━━━ Supplied material

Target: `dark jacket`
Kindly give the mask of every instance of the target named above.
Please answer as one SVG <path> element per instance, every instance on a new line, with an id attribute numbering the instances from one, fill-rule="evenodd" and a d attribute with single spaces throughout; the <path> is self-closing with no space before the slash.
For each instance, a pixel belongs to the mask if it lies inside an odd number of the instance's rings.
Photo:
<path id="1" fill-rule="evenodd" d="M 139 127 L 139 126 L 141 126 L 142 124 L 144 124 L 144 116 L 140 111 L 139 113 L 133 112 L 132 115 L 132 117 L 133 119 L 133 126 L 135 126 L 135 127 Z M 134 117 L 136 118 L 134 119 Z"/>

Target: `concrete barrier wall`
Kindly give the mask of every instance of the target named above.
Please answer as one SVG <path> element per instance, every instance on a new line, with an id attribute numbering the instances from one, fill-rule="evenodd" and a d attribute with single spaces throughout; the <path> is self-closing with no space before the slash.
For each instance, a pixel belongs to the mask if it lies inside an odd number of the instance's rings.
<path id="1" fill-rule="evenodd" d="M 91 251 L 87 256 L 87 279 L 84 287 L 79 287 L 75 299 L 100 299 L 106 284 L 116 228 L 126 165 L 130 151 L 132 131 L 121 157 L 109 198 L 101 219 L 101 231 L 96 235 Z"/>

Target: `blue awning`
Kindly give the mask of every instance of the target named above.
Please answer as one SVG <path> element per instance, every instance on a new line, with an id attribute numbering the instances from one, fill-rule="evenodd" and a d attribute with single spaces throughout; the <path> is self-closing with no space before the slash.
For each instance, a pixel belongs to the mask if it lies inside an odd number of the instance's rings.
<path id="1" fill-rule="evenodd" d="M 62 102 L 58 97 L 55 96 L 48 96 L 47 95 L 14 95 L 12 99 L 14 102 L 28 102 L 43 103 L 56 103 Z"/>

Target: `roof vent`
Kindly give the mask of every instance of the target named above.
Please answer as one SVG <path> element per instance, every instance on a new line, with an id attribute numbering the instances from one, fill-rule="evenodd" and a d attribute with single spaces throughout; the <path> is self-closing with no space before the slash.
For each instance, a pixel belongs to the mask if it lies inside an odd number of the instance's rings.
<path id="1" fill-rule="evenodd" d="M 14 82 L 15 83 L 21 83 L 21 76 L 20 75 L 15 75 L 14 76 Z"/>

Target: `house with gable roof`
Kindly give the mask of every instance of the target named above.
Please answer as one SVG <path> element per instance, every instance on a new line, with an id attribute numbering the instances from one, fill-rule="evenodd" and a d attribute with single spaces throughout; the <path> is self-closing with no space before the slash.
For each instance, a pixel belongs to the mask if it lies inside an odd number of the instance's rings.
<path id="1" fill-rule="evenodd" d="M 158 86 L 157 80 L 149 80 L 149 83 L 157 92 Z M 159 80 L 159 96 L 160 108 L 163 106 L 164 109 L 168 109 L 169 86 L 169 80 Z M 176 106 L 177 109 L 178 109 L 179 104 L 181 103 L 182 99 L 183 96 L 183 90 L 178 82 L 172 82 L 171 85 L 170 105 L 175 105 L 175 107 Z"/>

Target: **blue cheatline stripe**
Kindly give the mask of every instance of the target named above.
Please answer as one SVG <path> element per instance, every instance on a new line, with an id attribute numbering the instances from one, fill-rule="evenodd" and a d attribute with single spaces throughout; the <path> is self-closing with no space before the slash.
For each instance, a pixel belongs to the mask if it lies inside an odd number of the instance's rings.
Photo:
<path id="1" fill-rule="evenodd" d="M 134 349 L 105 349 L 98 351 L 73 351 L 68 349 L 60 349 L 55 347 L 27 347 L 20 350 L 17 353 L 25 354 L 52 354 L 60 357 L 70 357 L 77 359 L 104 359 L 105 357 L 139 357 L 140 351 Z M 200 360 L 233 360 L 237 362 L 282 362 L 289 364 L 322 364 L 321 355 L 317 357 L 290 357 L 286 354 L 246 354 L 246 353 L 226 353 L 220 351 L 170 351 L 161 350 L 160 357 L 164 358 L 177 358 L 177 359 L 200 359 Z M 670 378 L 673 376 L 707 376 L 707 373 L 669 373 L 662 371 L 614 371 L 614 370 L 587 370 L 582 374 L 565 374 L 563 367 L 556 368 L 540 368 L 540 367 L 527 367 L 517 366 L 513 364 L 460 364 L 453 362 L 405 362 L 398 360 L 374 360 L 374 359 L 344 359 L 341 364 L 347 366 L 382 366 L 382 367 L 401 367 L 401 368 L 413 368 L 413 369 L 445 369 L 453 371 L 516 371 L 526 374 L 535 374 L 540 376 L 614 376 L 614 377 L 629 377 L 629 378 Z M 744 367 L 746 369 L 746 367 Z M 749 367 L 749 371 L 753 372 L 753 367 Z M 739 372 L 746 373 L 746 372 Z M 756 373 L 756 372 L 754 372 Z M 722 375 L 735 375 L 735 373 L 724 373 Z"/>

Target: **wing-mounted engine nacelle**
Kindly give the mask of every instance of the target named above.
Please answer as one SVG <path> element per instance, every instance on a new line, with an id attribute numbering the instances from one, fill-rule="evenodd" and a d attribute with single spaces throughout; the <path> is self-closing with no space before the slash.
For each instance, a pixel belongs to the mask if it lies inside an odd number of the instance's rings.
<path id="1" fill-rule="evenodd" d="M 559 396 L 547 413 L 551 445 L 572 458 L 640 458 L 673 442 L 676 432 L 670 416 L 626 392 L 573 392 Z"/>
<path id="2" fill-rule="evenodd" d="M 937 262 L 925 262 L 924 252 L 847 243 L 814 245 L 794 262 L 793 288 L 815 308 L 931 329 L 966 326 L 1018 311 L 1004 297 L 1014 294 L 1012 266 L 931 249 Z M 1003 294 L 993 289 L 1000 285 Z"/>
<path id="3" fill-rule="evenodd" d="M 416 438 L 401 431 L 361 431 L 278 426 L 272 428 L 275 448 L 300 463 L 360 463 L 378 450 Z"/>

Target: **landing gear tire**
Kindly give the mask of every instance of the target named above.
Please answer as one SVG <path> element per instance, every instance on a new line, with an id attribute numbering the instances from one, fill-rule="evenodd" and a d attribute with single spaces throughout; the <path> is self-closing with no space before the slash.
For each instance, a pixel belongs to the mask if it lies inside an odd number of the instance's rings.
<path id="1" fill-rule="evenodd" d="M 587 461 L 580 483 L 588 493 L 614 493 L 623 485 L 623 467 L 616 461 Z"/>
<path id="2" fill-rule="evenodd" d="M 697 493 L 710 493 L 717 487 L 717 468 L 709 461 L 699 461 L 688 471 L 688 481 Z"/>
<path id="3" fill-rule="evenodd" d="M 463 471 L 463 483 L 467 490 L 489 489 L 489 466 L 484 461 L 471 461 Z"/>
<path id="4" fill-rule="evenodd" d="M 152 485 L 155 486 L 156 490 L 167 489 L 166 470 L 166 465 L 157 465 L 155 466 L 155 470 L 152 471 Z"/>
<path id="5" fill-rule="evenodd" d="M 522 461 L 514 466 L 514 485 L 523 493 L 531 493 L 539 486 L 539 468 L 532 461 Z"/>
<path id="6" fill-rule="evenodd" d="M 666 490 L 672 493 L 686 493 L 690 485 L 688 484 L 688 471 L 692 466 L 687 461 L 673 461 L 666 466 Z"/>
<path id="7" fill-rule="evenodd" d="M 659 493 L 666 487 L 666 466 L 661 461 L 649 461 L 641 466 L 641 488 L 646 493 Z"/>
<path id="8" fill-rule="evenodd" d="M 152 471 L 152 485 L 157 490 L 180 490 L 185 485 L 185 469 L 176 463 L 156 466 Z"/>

━━━━━━

To do
Please copy all of the records above word for word, keeping every line in its original order.

Finished exercise
Target: `dark jacket`
Kindly give the mask of every instance of the target named above.
Please answer as one SVG <path> element per instance, every instance on a new line, with an id attribute numbering the instances from one, fill-rule="evenodd" and a d attribute with single spaces throughout; the <path> is self-closing with no space before the slash.
For each instance, a pixel belongs to the mask if it lies inside an odd number of the instance's rings.
Photo:
<path id="1" fill-rule="evenodd" d="M 139 127 L 139 126 L 141 126 L 142 124 L 144 124 L 144 116 L 140 111 L 139 113 L 133 112 L 132 115 L 132 117 L 133 119 L 133 126 L 135 126 L 135 127 Z M 134 117 L 136 118 L 134 119 Z"/>

Target: `concrete barrier wall`
Kindly give the mask of every instance of the target named above.
Please answer as one SVG <path> element per instance, every instance on a new line, with an id attribute numbering the instances from one, fill-rule="evenodd" and a d attribute with single spaces throughout; the <path> is self-closing with no space before the slash.
For each instance, a pixel belongs to the mask if it lies inside an odd number of the instance's rings.
<path id="1" fill-rule="evenodd" d="M 91 251 L 87 256 L 87 279 L 84 287 L 79 287 L 75 299 L 100 299 L 106 284 L 116 228 L 126 165 L 130 151 L 132 131 L 121 157 L 109 198 L 101 219 L 101 231 L 96 235 Z"/>

Target: `blue awning`
Kindly give the mask of every instance of the target named above.
Please answer as one SVG <path> element per instance, every instance on a new line, with an id attribute numbering the instances from one, fill-rule="evenodd" and a d attribute with single spaces throughout; the <path> is self-closing with no space before the slash.
For each instance, a pixel belongs to the mask if it lies inside an odd number of the instance's rings.
<path id="1" fill-rule="evenodd" d="M 62 102 L 58 97 L 55 96 L 48 96 L 47 95 L 14 95 L 12 99 L 14 102 L 28 102 L 43 103 L 56 103 Z"/>

Target: `roof vent`
Kindly give the mask of every instance of the target named above.
Please answer as one SVG <path> element per instance, every instance on a new line, with an id attribute numbering the instances from one, fill-rule="evenodd" and a d attribute with single spaces throughout; the <path> is self-closing with no space before the slash.
For each instance, a pixel belongs to the mask if it lies inside an odd number of the instance's rings.
<path id="1" fill-rule="evenodd" d="M 14 82 L 15 83 L 21 83 L 21 76 L 20 75 L 15 75 L 14 76 Z"/>

Target: `house with gable roof`
Kindly give the mask of every instance of the target named above.
Please answer as one SVG <path> element per instance, every instance on a new line, with an id attribute numbering the instances from one, fill-rule="evenodd" and a d attribute with single spaces throughout; the <path> is self-closing with no space before the slash.
For each instance, a pixel belongs to the mask if it lies inside an odd number of the instance's rings.
<path id="1" fill-rule="evenodd" d="M 158 86 L 157 80 L 149 80 L 149 83 L 157 92 Z M 159 80 L 159 96 L 160 108 L 163 106 L 164 109 L 168 109 L 169 86 L 169 80 Z M 176 106 L 177 109 L 178 109 L 179 104 L 181 103 L 182 99 L 183 96 L 183 90 L 178 82 L 172 82 L 171 85 L 170 105 L 175 105 L 175 107 Z"/>

Target: **blue cheatline stripe**
Kindly give the mask of every instance of the target named above.
Please answer as one SVG <path> element per instance, every instance on a new line, with an id attribute numbering the instances from one, fill-rule="evenodd" and a d attribute with single spaces throughout; the <path> is self-closing with no space before the slash.
For each instance, a pixel belongs to the mask if it lies inside an odd number of the instance's rings.
Photo:
<path id="1" fill-rule="evenodd" d="M 134 349 L 105 349 L 98 351 L 73 351 L 68 349 L 60 349 L 55 347 L 27 347 L 20 350 L 17 353 L 25 354 L 52 354 L 60 357 L 70 357 L 77 359 L 104 359 L 105 357 L 139 357 L 140 351 Z M 200 360 L 233 360 L 237 362 L 282 362 L 289 364 L 322 364 L 321 355 L 317 357 L 290 357 L 286 354 L 246 354 L 246 353 L 226 353 L 220 351 L 170 351 L 161 350 L 160 357 L 164 358 L 177 358 L 177 359 L 200 359 Z M 670 378 L 673 376 L 707 376 L 707 373 L 669 373 L 662 371 L 614 371 L 614 370 L 587 370 L 582 374 L 565 374 L 563 367 L 556 368 L 540 368 L 540 367 L 527 367 L 517 366 L 513 364 L 460 364 L 453 362 L 405 362 L 398 360 L 374 360 L 374 359 L 344 359 L 341 364 L 347 366 L 382 366 L 382 367 L 401 367 L 401 368 L 413 368 L 413 369 L 445 369 L 453 371 L 516 371 L 526 374 L 535 374 L 540 376 L 614 376 L 614 377 L 629 377 L 629 378 Z M 744 367 L 746 369 L 746 367 Z M 749 367 L 749 371 L 753 372 L 753 367 Z M 739 372 L 746 373 L 746 372 Z M 756 373 L 756 372 L 754 372 Z M 722 375 L 735 375 L 735 373 L 724 373 Z"/>

Target: **wing-mounted engine nacelle**
Kindly give the mask of every instance of the target named above.
Please answer as one SVG <path> element per instance, every instance on a new line, with an id attribute numbering the instances from one, fill-rule="evenodd" and a d attribute with single spaces throughout; the <path> is self-closing with no space before the slash.
For each instance, a pixel belongs to the mask if it lies inside an odd number of the instance's rings.
<path id="1" fill-rule="evenodd" d="M 559 396 L 547 413 L 551 445 L 572 458 L 640 458 L 673 442 L 676 432 L 670 416 L 626 392 L 573 392 Z"/>
<path id="2" fill-rule="evenodd" d="M 937 262 L 925 262 L 924 252 L 847 243 L 814 245 L 794 262 L 793 288 L 815 308 L 931 329 L 966 326 L 1018 311 L 1004 297 L 1014 294 L 1012 266 L 931 249 Z M 1003 294 L 993 289 L 1000 285 Z"/>
<path id="3" fill-rule="evenodd" d="M 416 438 L 401 431 L 361 431 L 278 426 L 272 428 L 275 448 L 300 463 L 360 463 L 378 450 Z"/>

Target: **landing gear tire**
Kindly give the mask of every instance of the target named above.
Please answer as one SVG <path> element per instance, every instance on a new line, with an id attribute numbering the instances from one, fill-rule="evenodd" and a d attribute with single spaces throughout; the <path> is self-closing with no space before the slash.
For each instance, a pixel belongs to the mask if it lies inside an odd number of the instance's rings.
<path id="1" fill-rule="evenodd" d="M 587 461 L 580 483 L 588 493 L 614 493 L 623 485 L 623 467 L 616 461 Z"/>
<path id="2" fill-rule="evenodd" d="M 697 493 L 710 493 L 717 487 L 717 468 L 709 461 L 699 461 L 688 471 L 688 481 Z"/>
<path id="3" fill-rule="evenodd" d="M 463 471 L 463 483 L 467 490 L 489 489 L 489 466 L 484 461 L 471 461 Z"/>
<path id="4" fill-rule="evenodd" d="M 152 485 L 155 486 L 156 490 L 167 489 L 166 470 L 166 465 L 157 465 L 155 466 L 155 470 L 152 471 Z"/>
<path id="5" fill-rule="evenodd" d="M 522 461 L 514 466 L 514 485 L 523 493 L 531 493 L 539 486 L 539 468 L 532 461 Z"/>
<path id="6" fill-rule="evenodd" d="M 666 490 L 672 493 L 686 493 L 690 485 L 688 484 L 688 471 L 692 466 L 687 461 L 673 461 L 666 466 Z"/>
<path id="7" fill-rule="evenodd" d="M 659 493 L 666 487 L 666 466 L 661 461 L 649 461 L 641 466 L 641 488 L 646 493 Z"/>
<path id="8" fill-rule="evenodd" d="M 152 471 L 152 485 L 157 490 L 180 490 L 185 485 L 185 469 L 176 463 L 156 466 Z"/>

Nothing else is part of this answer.